(Daten zur Koordinatenbeschriftung)
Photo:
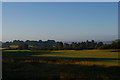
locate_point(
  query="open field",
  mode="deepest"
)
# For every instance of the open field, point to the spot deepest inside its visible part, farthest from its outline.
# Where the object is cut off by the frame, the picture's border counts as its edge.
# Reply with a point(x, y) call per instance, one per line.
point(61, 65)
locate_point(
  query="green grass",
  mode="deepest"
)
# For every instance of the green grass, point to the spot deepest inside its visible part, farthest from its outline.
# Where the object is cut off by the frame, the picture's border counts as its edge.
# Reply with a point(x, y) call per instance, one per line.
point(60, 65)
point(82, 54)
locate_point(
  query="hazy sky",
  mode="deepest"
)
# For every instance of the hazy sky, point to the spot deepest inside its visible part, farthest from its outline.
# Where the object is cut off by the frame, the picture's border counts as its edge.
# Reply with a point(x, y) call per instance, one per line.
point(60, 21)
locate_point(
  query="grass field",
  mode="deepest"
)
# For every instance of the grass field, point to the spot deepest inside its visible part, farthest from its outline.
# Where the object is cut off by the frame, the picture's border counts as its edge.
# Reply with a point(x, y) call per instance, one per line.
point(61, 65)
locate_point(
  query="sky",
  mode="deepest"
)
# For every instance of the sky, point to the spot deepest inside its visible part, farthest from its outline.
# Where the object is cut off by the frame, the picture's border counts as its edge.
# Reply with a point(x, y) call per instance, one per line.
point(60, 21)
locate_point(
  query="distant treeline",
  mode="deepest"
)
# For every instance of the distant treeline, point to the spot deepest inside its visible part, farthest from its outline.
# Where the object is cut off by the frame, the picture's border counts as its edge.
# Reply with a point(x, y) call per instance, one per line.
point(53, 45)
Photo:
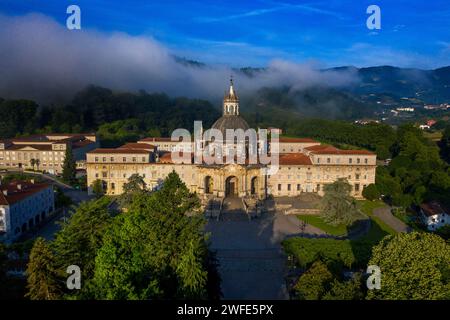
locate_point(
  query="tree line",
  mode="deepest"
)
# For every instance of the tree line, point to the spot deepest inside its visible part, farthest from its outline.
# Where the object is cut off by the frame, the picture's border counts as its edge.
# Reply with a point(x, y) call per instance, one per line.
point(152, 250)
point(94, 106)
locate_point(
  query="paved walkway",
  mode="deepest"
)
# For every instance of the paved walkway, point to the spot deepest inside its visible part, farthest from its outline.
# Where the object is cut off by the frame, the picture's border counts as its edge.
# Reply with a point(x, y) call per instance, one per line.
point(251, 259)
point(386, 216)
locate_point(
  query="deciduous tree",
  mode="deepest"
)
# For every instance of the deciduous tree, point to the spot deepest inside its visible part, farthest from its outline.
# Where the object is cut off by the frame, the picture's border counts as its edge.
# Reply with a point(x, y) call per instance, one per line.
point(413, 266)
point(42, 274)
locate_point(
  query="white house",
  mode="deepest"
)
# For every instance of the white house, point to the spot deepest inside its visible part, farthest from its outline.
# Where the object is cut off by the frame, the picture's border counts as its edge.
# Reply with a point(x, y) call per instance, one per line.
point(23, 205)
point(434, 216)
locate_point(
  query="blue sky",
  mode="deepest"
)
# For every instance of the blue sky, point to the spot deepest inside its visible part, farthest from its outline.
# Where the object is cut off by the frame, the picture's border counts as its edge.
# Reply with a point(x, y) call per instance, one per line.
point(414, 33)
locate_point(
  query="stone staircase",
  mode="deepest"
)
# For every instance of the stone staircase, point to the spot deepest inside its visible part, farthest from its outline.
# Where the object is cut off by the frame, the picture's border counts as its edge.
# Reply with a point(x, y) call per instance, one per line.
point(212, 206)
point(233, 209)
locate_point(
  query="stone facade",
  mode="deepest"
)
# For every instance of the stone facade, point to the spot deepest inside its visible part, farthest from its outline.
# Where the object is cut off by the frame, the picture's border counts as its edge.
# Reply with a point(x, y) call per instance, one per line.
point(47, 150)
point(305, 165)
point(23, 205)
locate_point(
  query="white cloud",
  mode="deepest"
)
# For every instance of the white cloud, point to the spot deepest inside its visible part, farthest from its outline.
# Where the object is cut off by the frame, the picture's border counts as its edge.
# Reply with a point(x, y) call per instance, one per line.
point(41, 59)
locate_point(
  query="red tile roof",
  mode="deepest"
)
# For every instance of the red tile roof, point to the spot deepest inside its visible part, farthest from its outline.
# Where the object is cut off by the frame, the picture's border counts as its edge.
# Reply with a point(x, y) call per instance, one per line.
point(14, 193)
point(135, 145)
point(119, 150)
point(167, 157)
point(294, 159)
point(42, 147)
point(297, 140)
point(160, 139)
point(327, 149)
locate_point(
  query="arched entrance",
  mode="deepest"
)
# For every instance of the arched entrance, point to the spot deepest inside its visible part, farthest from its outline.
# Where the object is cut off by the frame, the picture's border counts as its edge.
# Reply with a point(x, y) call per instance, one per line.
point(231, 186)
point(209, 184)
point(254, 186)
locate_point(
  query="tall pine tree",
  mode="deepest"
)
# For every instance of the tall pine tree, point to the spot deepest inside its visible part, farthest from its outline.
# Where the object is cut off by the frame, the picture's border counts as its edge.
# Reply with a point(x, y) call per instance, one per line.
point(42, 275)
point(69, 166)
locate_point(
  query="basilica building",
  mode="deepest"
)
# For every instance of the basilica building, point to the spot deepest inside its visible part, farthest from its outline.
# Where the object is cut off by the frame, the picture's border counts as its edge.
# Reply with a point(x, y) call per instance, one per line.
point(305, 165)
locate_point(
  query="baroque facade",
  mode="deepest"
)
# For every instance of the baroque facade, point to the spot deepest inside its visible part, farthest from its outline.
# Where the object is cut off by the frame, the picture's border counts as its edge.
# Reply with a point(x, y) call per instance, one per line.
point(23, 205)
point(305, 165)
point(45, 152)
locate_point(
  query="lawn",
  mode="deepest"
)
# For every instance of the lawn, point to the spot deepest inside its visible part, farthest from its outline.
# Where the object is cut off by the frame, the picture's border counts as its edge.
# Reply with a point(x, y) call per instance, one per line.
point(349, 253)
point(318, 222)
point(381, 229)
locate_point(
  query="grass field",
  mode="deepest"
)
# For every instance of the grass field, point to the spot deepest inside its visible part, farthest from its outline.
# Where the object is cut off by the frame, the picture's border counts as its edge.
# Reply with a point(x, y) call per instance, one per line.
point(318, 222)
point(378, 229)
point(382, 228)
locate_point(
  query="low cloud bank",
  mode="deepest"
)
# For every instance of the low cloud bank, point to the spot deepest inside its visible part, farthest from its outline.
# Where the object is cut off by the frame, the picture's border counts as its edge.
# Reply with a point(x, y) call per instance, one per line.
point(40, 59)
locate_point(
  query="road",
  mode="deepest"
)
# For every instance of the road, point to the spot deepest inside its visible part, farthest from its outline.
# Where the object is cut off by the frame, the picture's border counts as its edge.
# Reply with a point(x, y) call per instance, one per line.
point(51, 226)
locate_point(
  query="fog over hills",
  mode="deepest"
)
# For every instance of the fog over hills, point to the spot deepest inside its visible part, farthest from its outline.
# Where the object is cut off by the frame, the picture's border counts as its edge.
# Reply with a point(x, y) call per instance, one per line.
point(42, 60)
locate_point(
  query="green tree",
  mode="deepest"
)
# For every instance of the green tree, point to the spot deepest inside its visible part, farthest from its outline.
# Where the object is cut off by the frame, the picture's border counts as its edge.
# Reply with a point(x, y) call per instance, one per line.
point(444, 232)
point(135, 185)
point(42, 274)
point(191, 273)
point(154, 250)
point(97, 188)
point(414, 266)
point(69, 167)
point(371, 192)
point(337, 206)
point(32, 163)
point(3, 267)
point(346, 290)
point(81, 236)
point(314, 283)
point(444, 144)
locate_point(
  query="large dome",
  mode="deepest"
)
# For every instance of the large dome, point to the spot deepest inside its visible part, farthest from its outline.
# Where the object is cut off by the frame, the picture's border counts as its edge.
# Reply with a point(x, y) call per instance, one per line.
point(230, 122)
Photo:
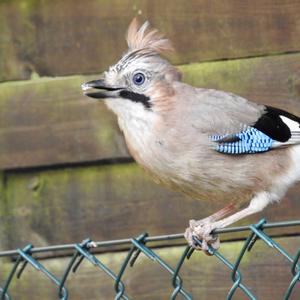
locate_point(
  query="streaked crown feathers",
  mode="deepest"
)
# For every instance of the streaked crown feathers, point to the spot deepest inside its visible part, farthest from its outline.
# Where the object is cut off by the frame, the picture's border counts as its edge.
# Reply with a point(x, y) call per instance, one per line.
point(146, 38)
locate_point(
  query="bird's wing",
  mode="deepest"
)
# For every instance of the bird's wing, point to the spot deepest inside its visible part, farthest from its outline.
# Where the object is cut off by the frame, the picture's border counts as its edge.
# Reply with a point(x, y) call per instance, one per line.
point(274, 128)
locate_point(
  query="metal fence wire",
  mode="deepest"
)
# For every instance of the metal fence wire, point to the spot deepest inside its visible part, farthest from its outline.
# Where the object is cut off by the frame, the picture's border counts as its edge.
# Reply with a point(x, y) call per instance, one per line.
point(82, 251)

### Aufgabenbeschreibung
Suche in den obigen Einträgen jede Zeile, die das Wort „open“ enthält, und übernimm diese Zeilen unverändert. Groß- und Kleinschreibung ist dabei zu berücksichtigen.

### Lösung der Aufgabe
  query="open field",
# For every instance of the open field, point to the spot deepest inside its visible part, farthest from its outline.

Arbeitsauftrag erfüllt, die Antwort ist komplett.